++++ Document source ++++

11.11. Quant à la première convention collective 1969-1971, signée par la Commission et le Syndicat le 9 octobre 1969, après que ce dernier ait obtenu son accréditation le 15 février 1969, elle fixe à 13 le nombre de jours chômés et payés (S-25). ( Note : l’Épiphanie et La Toussaint n’en font pas parti). Elle n’a rien trouvé qui supporterait que le personnel de soutien puisse avoir eu droit à plus des 13 jours prévus par la clause 5-2.01 de cette convention collective. Il en est de même pour l’entente nationale 1973-1975 (S-23). Telle est également la situation pour l’entente nationale suivante, soit 1975-1979 (S-22).
11.12. C’est dans les arrangements locaux 1975-1979, signés le 15 décembre 1976, qu’apparaît, pour la première fois, la mention que les employés de soutien « continueront de bénéficier de 15 fêtes chômées et payées par année, et ce, pendant toute la durée de la convention collective, soit jusqu’au 30 juin 1979 » (S-21). Elle croit que les parties ont confondu les notions d’adaptations locales et d’arrangements locaux et elle est d’avis que celles-ci n’avait pas le pouvoir de s’entendre sur ce sujet et de convenir d’accorder ces 15 jours chômés et payés compte tenu qu’aucune convention collective, résolution ou règlement pouvait justifier cette situation, comme le spécifiait par ailleurs la clause 5-2.03 de l’entente nationale 1975-1979. ( Note : Pour la période 1971-1972 à 1974-1975 les comptes rendus du comité exécutif ne font pas état de l’attribution de congés chômés et payés, ne précisant, à cet égard, que les congés accordés durant la période des Fêtes (S-14).
11.13. L’octroi de ces 15 jours chômés et payés à compter de l’année 1976-1977 n’a pas été remis en cause par la Commission avant l’année scolaire 2012-2013.

++++

*Consignes*.
1. Résumez en deux phrases l'extrait sur les jours chômés et payés du personnel de soutien.
2. Recopiez le passage de l'extrait sur les jours chômés et payés qui commence à « 11.11. Quant à » et se termine à « soit 1975-1979 (S-22). ».
3. Poursuivez l'extrait sur les jours chômés et payés du personnel de soutien à la suite de sa dernière phrase.

++++ Données extraites ++++

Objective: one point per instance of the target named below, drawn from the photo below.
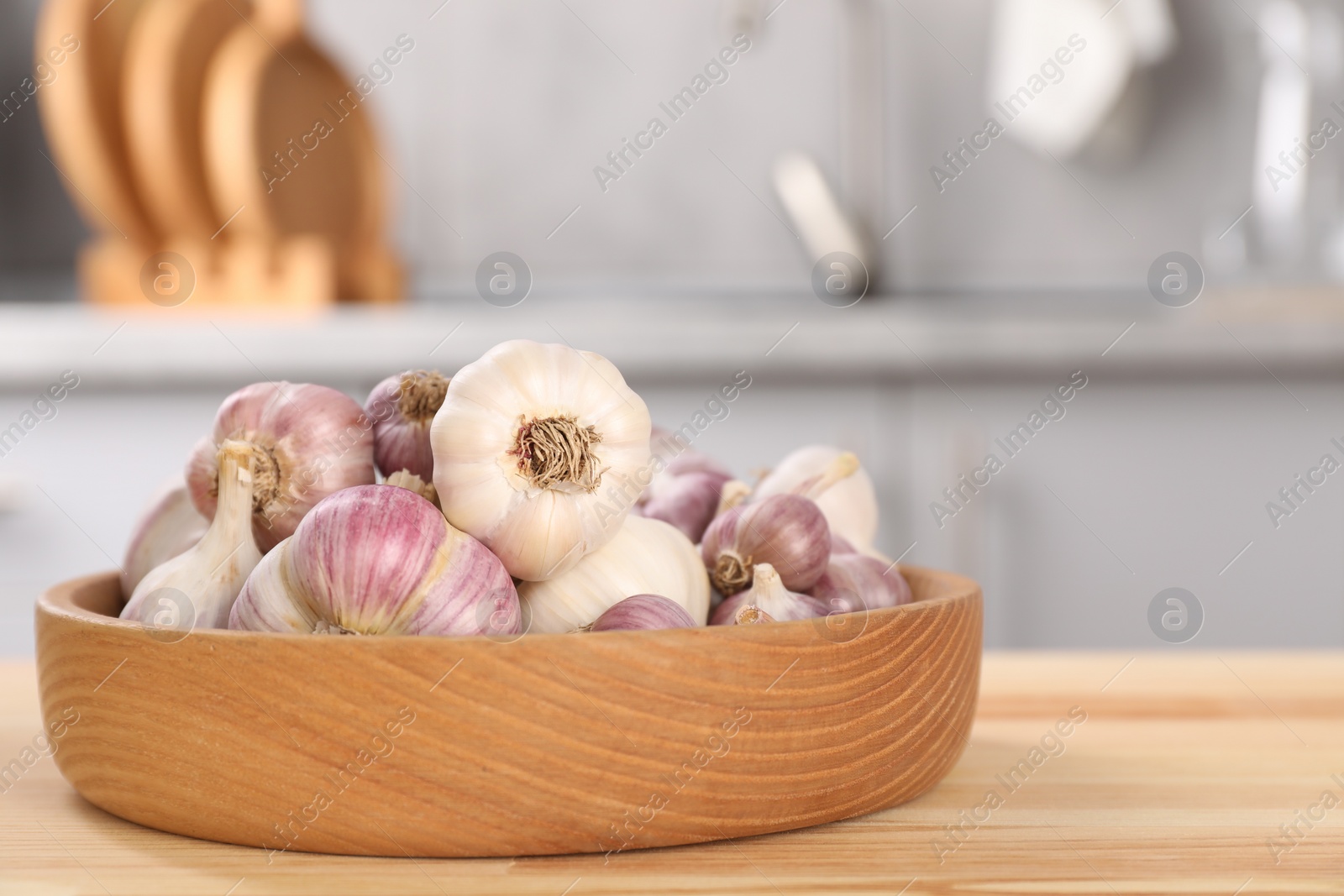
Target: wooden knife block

++++
++++ Données extraites ++++

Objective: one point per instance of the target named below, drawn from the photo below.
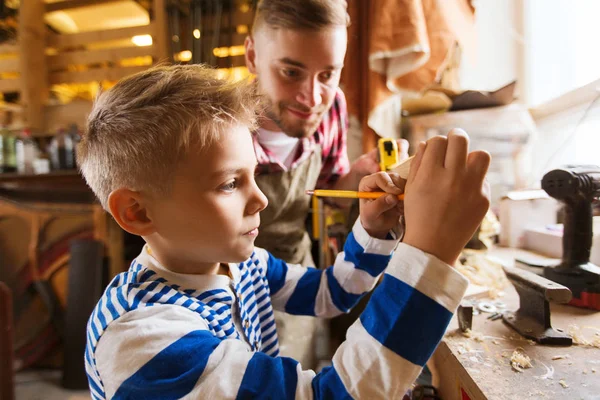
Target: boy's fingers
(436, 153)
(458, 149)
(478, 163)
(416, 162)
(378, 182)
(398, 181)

++++

*Corrigé*.
1. La première convention collective 1969-1971, puis les ententes nationales 1973-1975 et 1975-1979, ne prévoient pas plus de 13 jours chômés et payés pour le personnel de soutien. La mention de 15 fêtes chômées et payées apparaît pour la première fois dans les arrangements locaux 1975-1979, signés le 15 décembre 1976, et la Commission n'a pas remis cet octroi en cause avant l'année scolaire 2012-2013.

2.
11.11. Quant à la première convention collective 1969-1971, signée par la Commission et le Syndicat le 9 octobre 1969, après que ce dernier ait obtenu son accréditation le 15 février 1969, elle fixe à 13 le nombre de jours chômés et payés (S-25). ( Note : l’Épiphanie et La Toussaint n’en font pas parti). Elle n’a rien trouvé qui supporterait que le personnel de soutien puisse avoir eu droit à plus des 13 jours prévus par la clause 5-2.01 de cette convention collective. Il en est de même pour l’entente nationale 1973-1975 (S-23). Telle est également la situation pour l’entente nationale suivante, soit 1975-1979 (S-22).

3.
[12] Après avoir passé en revue de façon fort détaillée l’historique des conventions collectives locales qui ont été en vigueur à la Commission scolaire Lac-Mégantic depuis l’année scolaire 1964-1965 de même que les ententes nationales qui se sont appliquées à la Commission scolaire des Hauts-Cantons depuis notamment 1973-1975, ces dernières dispositions ayant été en vigueur jusqu’à l’année scolaire 1975-1976, le représentant du Syndicat fait valoir, à la lumière des différentes clauses de droits acquis qui ont été maintenues d’une convention collective à l’autre, que l’ensemble des employés de soutien de la Commission était en droit de se voir reconnaître la Toussaint et l’Épiphanie à titre de journées chômées et payées, ces deux jours constituant des droits acquis collectifs. Ces droits ont alors été intégrés à la convention collective 1975-1979, de sorte que le nombre de jours chômés et payés auxquels le personnel de soutien avait dorénavant droit passait de 13 à 15, satisfaisant ainsi aux prescriptions de l’article 5-2.03 de l’entente nationale qui trouve application dans les présents griefs.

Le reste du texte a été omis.